● **REQUEST**
Edit the rows from the line containing "# point at: plant" through the end of the rows, inclusive: change "green foliage" to "green leaves" and leave everything else as it is.

● **Location identification rows**
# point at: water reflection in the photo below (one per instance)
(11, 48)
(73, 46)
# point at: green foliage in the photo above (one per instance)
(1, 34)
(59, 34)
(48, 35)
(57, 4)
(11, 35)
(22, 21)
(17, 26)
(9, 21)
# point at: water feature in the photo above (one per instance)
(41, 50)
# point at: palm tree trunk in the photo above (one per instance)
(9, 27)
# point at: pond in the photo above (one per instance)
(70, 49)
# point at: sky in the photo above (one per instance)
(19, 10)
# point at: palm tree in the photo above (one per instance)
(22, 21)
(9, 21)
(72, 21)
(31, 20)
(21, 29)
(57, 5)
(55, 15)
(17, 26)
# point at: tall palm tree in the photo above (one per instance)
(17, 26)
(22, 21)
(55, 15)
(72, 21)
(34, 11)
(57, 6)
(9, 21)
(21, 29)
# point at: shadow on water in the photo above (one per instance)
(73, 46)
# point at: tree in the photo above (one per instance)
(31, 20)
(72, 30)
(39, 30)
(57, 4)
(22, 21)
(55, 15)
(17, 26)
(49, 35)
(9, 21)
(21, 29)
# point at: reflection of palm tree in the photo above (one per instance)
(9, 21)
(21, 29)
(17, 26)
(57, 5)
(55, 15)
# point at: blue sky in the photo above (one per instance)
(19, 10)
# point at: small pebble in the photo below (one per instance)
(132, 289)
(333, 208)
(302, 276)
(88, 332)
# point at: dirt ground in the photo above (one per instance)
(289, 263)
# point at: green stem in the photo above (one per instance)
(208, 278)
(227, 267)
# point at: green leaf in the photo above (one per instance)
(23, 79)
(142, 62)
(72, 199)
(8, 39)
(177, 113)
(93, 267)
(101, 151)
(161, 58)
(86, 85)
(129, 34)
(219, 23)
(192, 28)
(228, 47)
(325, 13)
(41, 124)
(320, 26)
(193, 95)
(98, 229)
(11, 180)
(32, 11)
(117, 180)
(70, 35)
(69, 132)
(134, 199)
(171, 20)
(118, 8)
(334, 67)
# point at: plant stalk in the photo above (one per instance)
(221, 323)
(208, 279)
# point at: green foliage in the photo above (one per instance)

● **FINAL RESULT**
# point at: plant stalk in the photo above (one per instance)
(221, 323)
(208, 279)
# point at: green leaves in the photo above (one per instance)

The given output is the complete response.